The story of Picnic at Hanging Rock has haunted the Australian conscious for decades. The original novel spurred on multiple film and stage adaptations as well as a musical, radio play, and miniseries. This most recent stage adaptation by Tom Wright condenses the atmosphere of the iconic tale and heightens its drama exponentially.
The five cast members (Megan Bennetts, Alice Birbara, Alana Birtles, Audrey Blyde, Sarah Jane Kelly) carry the narration together, handing around the voices of the school girls and their caretakers as they make their way to Hanging Rock for an excursion. Once they arrive, a group of girls and a teacher go off to explore and the script fractures with them, settling the actors into their respective roles throughout the remainder of the script and the investigation into the now missing girls and teacher.
Set designer Victor Kalka sets the girls amongst the gum trees with trunks creating a broken screen through which lighting designer Louise Mason cast ominous shadows. With the soundscape, designed by Patrick Howard and composed by Georgia Condon, the lighting design created a dark and supernatural atmosphere of bright colours clashing with the native bird calls and strange humming. Amongst this extensive production design, the costuming by Leela Landers put the school girls in modern high school uniforms, lending the characters a feeling of modern girls re-enacting an old myth or legend. But this fell apart with the other characters dressed more appropriately for the 1900 period setting. It was a nice touch, though, to leave the missing girls’ uniforms hanging just off-stage like ghostly reminders.

Dataset —
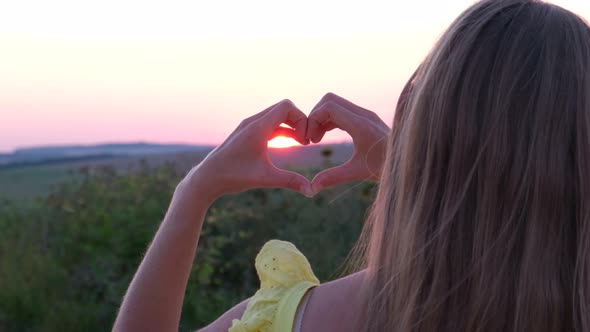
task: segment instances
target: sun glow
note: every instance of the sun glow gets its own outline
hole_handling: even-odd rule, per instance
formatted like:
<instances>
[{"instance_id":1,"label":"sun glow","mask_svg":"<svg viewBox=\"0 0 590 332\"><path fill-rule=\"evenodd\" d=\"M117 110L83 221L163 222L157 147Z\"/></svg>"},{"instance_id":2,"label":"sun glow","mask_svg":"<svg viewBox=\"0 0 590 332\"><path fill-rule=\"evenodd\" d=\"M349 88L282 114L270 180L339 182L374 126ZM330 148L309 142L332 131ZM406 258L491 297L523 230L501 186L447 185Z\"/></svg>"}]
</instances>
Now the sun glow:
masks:
<instances>
[{"instance_id":1,"label":"sun glow","mask_svg":"<svg viewBox=\"0 0 590 332\"><path fill-rule=\"evenodd\" d=\"M290 148L292 146L297 146L297 145L300 145L299 142L297 142L296 140L294 140L290 137L285 137L285 136L277 136L277 137L273 138L272 140L268 141L268 147L274 148L274 149Z\"/></svg>"}]
</instances>

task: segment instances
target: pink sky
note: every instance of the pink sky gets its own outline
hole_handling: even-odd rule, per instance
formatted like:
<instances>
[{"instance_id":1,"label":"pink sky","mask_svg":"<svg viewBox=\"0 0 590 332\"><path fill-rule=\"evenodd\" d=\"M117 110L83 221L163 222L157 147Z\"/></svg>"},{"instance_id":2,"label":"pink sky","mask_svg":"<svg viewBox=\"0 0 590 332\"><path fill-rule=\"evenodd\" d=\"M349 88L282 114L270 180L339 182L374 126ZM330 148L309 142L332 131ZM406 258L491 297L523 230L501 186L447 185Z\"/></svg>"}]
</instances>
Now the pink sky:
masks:
<instances>
[{"instance_id":1,"label":"pink sky","mask_svg":"<svg viewBox=\"0 0 590 332\"><path fill-rule=\"evenodd\" d=\"M590 17L587 1L554 2ZM0 152L217 144L241 119L281 99L308 113L329 91L390 123L406 79L471 3L6 2Z\"/></svg>"}]
</instances>

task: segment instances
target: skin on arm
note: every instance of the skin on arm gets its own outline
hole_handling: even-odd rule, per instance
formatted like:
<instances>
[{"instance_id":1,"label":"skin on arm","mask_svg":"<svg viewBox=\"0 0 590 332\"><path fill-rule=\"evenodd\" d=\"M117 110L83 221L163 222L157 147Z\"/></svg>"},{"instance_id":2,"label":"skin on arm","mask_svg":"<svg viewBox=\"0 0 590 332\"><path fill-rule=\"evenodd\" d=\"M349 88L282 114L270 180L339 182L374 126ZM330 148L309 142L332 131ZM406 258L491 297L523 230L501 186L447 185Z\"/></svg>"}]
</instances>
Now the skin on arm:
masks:
<instances>
[{"instance_id":1,"label":"skin on arm","mask_svg":"<svg viewBox=\"0 0 590 332\"><path fill-rule=\"evenodd\" d=\"M180 182L152 244L123 299L113 331L178 331L182 302L205 213L220 196L251 188L309 194L309 181L268 159L267 142L281 130L306 144L307 117L288 100L248 118ZM239 161L239 162L236 162Z\"/></svg>"},{"instance_id":2,"label":"skin on arm","mask_svg":"<svg viewBox=\"0 0 590 332\"><path fill-rule=\"evenodd\" d=\"M279 127L282 123L292 129ZM305 177L275 167L268 158L267 142L277 135L306 145L310 139L319 142L326 131L334 128L349 132L355 151L349 162L319 173L312 181L313 191ZM312 196L314 191L336 183L376 180L388 133L389 128L374 113L334 94L326 95L309 118L284 100L242 121L177 186L166 216L129 285L113 331L178 331L204 217L217 198L253 188L287 188ZM335 289L330 285L320 287L320 296L310 299L311 309L324 303L318 300L334 293L329 291ZM200 331L227 331L246 306L247 301L236 305ZM305 324L313 326L313 322Z\"/></svg>"}]
</instances>

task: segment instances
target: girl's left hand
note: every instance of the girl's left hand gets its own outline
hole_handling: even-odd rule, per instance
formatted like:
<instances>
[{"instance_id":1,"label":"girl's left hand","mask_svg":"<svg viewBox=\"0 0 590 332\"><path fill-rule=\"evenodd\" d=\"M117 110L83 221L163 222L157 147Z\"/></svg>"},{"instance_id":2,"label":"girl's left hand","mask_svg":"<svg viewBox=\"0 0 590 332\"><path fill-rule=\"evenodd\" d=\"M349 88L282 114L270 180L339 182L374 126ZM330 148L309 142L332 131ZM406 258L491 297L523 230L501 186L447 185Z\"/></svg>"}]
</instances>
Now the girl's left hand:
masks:
<instances>
[{"instance_id":1,"label":"girl's left hand","mask_svg":"<svg viewBox=\"0 0 590 332\"><path fill-rule=\"evenodd\" d=\"M285 123L291 128L280 127ZM311 184L302 175L277 168L268 158L268 141L291 137L303 145L307 116L290 100L283 100L243 120L220 146L187 176L208 188L211 200L253 188L287 188L311 196Z\"/></svg>"}]
</instances>

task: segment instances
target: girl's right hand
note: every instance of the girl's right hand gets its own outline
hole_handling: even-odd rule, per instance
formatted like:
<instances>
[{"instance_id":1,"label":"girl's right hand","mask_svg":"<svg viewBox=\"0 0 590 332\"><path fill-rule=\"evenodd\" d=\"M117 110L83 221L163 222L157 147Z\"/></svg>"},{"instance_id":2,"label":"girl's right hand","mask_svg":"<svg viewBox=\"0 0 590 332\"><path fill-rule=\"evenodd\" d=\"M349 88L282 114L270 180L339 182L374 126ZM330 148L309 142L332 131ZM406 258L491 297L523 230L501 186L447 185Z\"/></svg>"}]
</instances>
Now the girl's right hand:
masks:
<instances>
[{"instance_id":1,"label":"girl's right hand","mask_svg":"<svg viewBox=\"0 0 590 332\"><path fill-rule=\"evenodd\" d=\"M354 152L346 163L315 176L311 182L314 193L342 182L378 181L381 175L390 129L379 116L328 93L308 116L307 138L318 143L335 128L352 137Z\"/></svg>"}]
</instances>

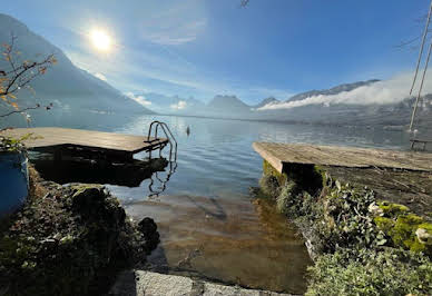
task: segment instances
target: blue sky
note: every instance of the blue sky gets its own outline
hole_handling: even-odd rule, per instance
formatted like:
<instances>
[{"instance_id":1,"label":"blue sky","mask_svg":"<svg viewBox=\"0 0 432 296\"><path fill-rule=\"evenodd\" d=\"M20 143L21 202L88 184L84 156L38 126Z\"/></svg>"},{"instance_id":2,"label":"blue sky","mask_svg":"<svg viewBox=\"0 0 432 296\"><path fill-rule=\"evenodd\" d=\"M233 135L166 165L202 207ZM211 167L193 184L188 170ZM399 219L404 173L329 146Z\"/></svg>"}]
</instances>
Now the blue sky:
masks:
<instances>
[{"instance_id":1,"label":"blue sky","mask_svg":"<svg viewBox=\"0 0 432 296\"><path fill-rule=\"evenodd\" d=\"M122 92L246 102L412 71L429 0L14 0L2 6ZM96 50L89 32L114 47Z\"/></svg>"}]
</instances>

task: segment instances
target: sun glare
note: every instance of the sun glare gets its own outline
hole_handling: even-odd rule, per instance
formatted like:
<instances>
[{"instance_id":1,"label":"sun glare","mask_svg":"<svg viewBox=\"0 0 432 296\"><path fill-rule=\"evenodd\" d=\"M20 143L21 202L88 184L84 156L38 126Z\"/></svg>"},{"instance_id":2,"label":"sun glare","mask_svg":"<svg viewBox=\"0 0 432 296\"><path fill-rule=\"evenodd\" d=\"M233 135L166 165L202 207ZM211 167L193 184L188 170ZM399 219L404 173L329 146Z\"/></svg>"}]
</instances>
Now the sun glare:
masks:
<instances>
[{"instance_id":1,"label":"sun glare","mask_svg":"<svg viewBox=\"0 0 432 296\"><path fill-rule=\"evenodd\" d=\"M94 47L98 50L107 51L111 48L111 38L102 30L92 30L90 39Z\"/></svg>"}]
</instances>

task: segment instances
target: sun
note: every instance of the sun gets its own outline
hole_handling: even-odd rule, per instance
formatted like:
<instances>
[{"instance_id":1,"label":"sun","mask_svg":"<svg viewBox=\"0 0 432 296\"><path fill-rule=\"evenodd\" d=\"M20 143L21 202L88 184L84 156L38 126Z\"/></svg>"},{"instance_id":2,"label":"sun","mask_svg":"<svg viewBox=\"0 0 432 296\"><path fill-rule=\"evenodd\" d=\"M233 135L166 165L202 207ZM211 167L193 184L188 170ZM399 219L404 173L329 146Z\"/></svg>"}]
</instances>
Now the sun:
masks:
<instances>
[{"instance_id":1,"label":"sun","mask_svg":"<svg viewBox=\"0 0 432 296\"><path fill-rule=\"evenodd\" d=\"M111 48L111 37L104 30L92 30L90 40L94 47L101 51L108 51Z\"/></svg>"}]
</instances>

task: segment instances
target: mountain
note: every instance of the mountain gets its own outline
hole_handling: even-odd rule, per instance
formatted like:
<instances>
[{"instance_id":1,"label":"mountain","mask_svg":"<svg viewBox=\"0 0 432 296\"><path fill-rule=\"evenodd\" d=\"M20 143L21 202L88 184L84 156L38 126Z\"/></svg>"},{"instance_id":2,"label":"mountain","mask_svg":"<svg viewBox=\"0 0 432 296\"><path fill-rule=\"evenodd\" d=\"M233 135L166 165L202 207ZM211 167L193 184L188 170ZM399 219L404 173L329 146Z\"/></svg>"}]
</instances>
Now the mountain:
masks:
<instances>
[{"instance_id":1,"label":"mountain","mask_svg":"<svg viewBox=\"0 0 432 296\"><path fill-rule=\"evenodd\" d=\"M251 107L239 100L236 96L216 96L207 103L207 108L226 112L245 112L251 110Z\"/></svg>"},{"instance_id":2,"label":"mountain","mask_svg":"<svg viewBox=\"0 0 432 296\"><path fill-rule=\"evenodd\" d=\"M269 103L278 103L278 102L281 102L278 99L276 99L276 98L274 98L274 97L268 97L268 98L262 100L259 103L253 105L253 106L251 106L251 107L254 108L254 109L258 109L258 108L264 107L264 106L266 106L266 105L269 105Z\"/></svg>"},{"instance_id":3,"label":"mountain","mask_svg":"<svg viewBox=\"0 0 432 296\"><path fill-rule=\"evenodd\" d=\"M340 85L340 86L333 87L331 89L310 90L306 92L297 93L297 95L291 97L289 99L287 99L286 101L298 101L298 100L304 100L306 98L315 97L315 96L320 96L320 95L323 95L323 96L337 95L337 93L341 93L342 91L351 91L351 90L354 90L356 88L369 86L369 85L372 85L372 83L375 83L379 81L380 81L379 79L371 79L367 81L357 81L354 83Z\"/></svg>"},{"instance_id":4,"label":"mountain","mask_svg":"<svg viewBox=\"0 0 432 296\"><path fill-rule=\"evenodd\" d=\"M76 67L59 48L29 30L22 22L0 13L0 42L10 43L11 33L17 37L14 50L21 52L17 56L18 61L42 59L50 53L58 60L46 75L31 82L38 101L55 101L58 108L151 114L106 81ZM8 63L0 61L0 68L8 69ZM18 95L21 102L30 101L32 97L28 91Z\"/></svg>"},{"instance_id":5,"label":"mountain","mask_svg":"<svg viewBox=\"0 0 432 296\"><path fill-rule=\"evenodd\" d=\"M148 102L148 108L160 114L187 115L190 112L199 112L205 108L205 103L200 100L189 98L180 98L178 96L165 96L156 92L135 93L136 97L141 97Z\"/></svg>"}]
</instances>

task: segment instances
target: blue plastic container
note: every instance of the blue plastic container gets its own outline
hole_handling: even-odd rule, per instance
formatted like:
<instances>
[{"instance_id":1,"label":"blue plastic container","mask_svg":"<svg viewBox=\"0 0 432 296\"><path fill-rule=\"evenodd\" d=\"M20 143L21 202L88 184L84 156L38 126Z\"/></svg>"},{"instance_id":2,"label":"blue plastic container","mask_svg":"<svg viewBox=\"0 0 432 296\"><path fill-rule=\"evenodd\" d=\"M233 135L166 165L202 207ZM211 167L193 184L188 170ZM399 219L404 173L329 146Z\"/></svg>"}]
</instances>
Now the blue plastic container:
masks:
<instances>
[{"instance_id":1,"label":"blue plastic container","mask_svg":"<svg viewBox=\"0 0 432 296\"><path fill-rule=\"evenodd\" d=\"M19 209L28 194L27 156L20 152L0 152L0 217Z\"/></svg>"}]
</instances>

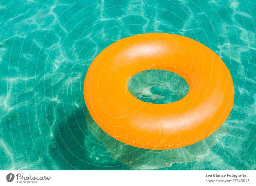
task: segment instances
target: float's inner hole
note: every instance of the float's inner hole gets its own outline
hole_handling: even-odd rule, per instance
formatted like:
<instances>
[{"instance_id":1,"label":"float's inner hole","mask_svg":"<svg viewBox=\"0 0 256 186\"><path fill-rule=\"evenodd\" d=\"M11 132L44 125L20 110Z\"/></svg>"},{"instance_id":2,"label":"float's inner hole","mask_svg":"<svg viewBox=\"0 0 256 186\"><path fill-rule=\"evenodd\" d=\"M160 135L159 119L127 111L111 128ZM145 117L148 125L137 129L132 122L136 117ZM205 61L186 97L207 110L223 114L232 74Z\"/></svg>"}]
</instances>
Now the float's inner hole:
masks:
<instances>
[{"instance_id":1,"label":"float's inner hole","mask_svg":"<svg viewBox=\"0 0 256 186\"><path fill-rule=\"evenodd\" d=\"M128 86L130 92L136 98L156 104L177 101L188 92L188 85L183 78L163 70L139 73L130 79Z\"/></svg>"}]
</instances>

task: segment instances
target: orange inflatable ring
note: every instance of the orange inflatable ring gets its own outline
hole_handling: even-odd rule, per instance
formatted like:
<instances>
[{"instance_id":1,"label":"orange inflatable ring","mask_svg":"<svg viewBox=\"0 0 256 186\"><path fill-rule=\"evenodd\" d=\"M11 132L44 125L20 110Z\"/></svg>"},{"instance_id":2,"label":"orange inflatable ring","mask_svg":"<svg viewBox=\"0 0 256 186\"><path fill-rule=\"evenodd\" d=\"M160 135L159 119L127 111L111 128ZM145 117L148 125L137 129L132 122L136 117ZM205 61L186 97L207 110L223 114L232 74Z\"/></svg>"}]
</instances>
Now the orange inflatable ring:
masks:
<instances>
[{"instance_id":1,"label":"orange inflatable ring","mask_svg":"<svg viewBox=\"0 0 256 186\"><path fill-rule=\"evenodd\" d=\"M142 71L175 73L189 87L182 99L147 103L127 91ZM134 35L105 49L90 66L84 96L92 118L115 139L138 147L170 149L193 144L224 122L234 102L231 75L221 59L201 43L164 33Z\"/></svg>"}]
</instances>

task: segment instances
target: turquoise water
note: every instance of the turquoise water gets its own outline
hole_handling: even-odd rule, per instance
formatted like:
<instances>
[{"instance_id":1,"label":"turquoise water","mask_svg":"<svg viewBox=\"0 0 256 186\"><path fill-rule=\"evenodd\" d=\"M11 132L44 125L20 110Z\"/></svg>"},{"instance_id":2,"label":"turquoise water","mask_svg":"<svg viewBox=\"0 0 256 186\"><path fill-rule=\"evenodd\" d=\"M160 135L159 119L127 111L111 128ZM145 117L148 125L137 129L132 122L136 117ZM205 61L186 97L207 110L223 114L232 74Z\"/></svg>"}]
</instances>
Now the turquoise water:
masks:
<instances>
[{"instance_id":1,"label":"turquoise water","mask_svg":"<svg viewBox=\"0 0 256 186\"><path fill-rule=\"evenodd\" d=\"M256 4L0 1L0 169L255 170ZM104 133L87 112L83 82L93 59L120 39L152 32L202 43L232 76L235 97L228 118L191 146L153 151L129 146ZM138 98L162 103L186 94L175 77L151 73L146 81L139 76L129 82Z\"/></svg>"}]
</instances>

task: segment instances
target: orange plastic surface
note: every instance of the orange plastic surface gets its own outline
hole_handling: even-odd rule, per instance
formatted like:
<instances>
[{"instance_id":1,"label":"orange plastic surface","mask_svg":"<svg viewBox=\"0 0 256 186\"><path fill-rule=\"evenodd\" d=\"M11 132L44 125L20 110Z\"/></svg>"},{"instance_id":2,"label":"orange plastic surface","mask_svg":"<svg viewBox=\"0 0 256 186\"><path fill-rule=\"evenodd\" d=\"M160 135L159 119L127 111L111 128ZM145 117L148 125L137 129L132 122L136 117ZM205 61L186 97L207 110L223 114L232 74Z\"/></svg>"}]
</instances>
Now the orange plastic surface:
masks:
<instances>
[{"instance_id":1,"label":"orange plastic surface","mask_svg":"<svg viewBox=\"0 0 256 186\"><path fill-rule=\"evenodd\" d=\"M129 79L151 69L181 76L188 94L164 104L133 97ZM105 49L89 67L84 93L92 118L107 133L154 150L181 147L209 136L227 118L234 99L231 75L217 54L193 39L164 33L134 35Z\"/></svg>"}]
</instances>

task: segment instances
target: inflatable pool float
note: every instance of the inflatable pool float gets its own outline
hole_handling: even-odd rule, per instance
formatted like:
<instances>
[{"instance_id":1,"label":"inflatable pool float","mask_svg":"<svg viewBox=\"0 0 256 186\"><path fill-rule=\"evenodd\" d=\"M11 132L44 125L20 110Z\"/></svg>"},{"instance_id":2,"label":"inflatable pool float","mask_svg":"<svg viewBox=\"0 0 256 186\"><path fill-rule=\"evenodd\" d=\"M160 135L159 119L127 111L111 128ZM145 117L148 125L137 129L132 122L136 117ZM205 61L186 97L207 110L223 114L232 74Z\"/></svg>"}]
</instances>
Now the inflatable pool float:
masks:
<instances>
[{"instance_id":1,"label":"inflatable pool float","mask_svg":"<svg viewBox=\"0 0 256 186\"><path fill-rule=\"evenodd\" d=\"M151 69L181 76L188 93L167 104L136 98L127 91L128 81ZM234 92L229 71L212 50L164 33L134 35L105 49L89 67L84 91L90 114L104 131L126 144L153 150L187 146L212 134L228 116Z\"/></svg>"}]
</instances>

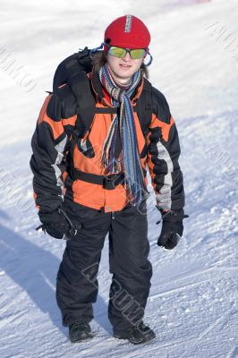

Given request 1 — In the Picnic at Hanging Rock review, rewrite the stretch from "Set designer Victor" through "like ghostly reminders.", changing "gum trees" to "eucalyptus trees".
Given request 2 — According to the Picnic at Hanging Rock review, who composed the soundscape for the production?
Given request 3 — Pick up the Picnic at Hanging Rock review where it stops and write what comes next.

Response 1 —
Set designer Victor Kalka sets the girls amongst the eucalyptus trees with trunks creating a broken screen through which lighting designer Louise Mason cast ominous shadows. With the soundscape, designed by Patrick Howard and composed by Georgia Condon, the lighting design created a dark and supernatural atmosphere of bright colours clashing with the native bird calls and strange humming. Amongst this extensive production design, the costuming by Leela Landers put the school girls in modern high school uniforms, lending the characters a feeling of modern girls re-enacting an old myth or legend. But this fell apart with the other characters dressed more appropriately for the 1900 period setting. It was a nice touch, though, to leave the missing girls’ uniforms hanging just off-stage like ghostly reminders.

Response 2 — Georgia Condon

Response 3 —
Sahn Millington’s direction prioritised the drama of the story, heightening the emotions of fear and desperation to fever pitch. Picnic at Hanging Rock captured the dis-ease of English colonisers in an unfamiliar and hostile environment. The image of the missing girl in the bush, like the painting “Lost Child” by Frederick McCubbin, was a symbol of British fear in the “untameable” Australian wilderness. But Millington’s rendition did away with the eerie uncanny for a tone more pronounced. Particularly in the opening scene, where the actors establish the context of the excursion to Hanging Rock as a chorus, the script felt strangled of all subtly. By overemphasising the unexplained aspects of the girls’ disappearance (and reappearance) and exaggerating the lines implicating the Australian landscape, the production became insistent and aggressive.
While the production design was bold and heavy, the acting matched it with an over-performativity that felt relentless. Kelly handled her range of characters well from the brutish bushman Albert to the more refined Mademoiselle de Poitiers. Bennetts also stood out as a strong English school mistress as Mrs Appleyard. While performing as the school girls, the ensemble were staged in a choreographed line or moving through the space individually, exploring. This physicality filled the visual space but didn’t help to develop a sense of the characters as peers or friends which could have strengthened the dynamics of the ensemble and reinforced the “close-knit” mystery of the girls’ disappearance.
This production made some bold choices in the retelling of an Australian classic and, while some worked, others were mismatched and jarring. Perhaps a more deliberate departure from the original text with a feminist or post-colonial reading, rather than an exaggeration of the expected affect, would have given this production more room for interest and experimentation.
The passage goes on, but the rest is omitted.